TASK GOAL: Repeat the data below with every "striped shield bug" swapped for "seven-spot ladybird" and everything else left unchanged. Leave the pictures out of your answer.

DATA IN THIS EXERCISE:
+---+

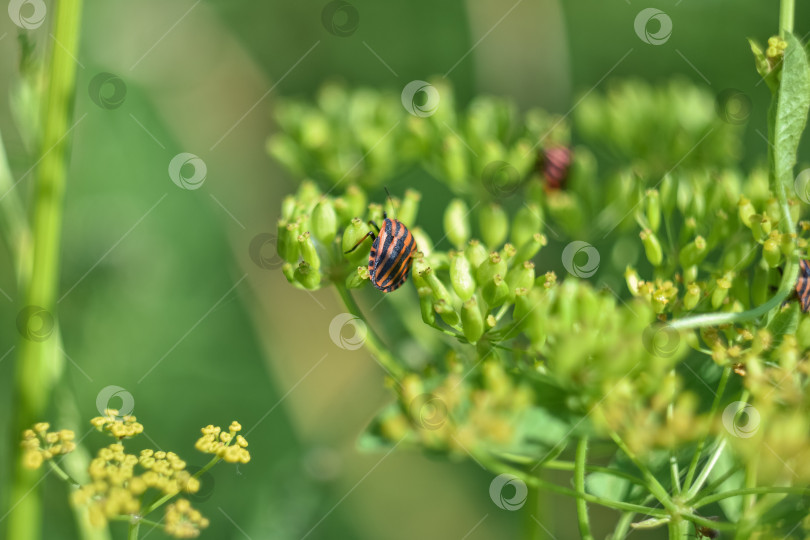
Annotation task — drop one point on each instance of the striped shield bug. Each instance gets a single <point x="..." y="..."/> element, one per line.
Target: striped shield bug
<point x="803" y="285"/>
<point x="392" y="250"/>
<point x="554" y="163"/>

+---+

WRITTEN SOLUTION:
Annotation task — drop one point on each instance of the seven-spot ladybird. Each instance gets a single <point x="..." y="..."/> element, one per line.
Target: seven-spot ladybird
<point x="803" y="285"/>
<point x="392" y="250"/>
<point x="554" y="163"/>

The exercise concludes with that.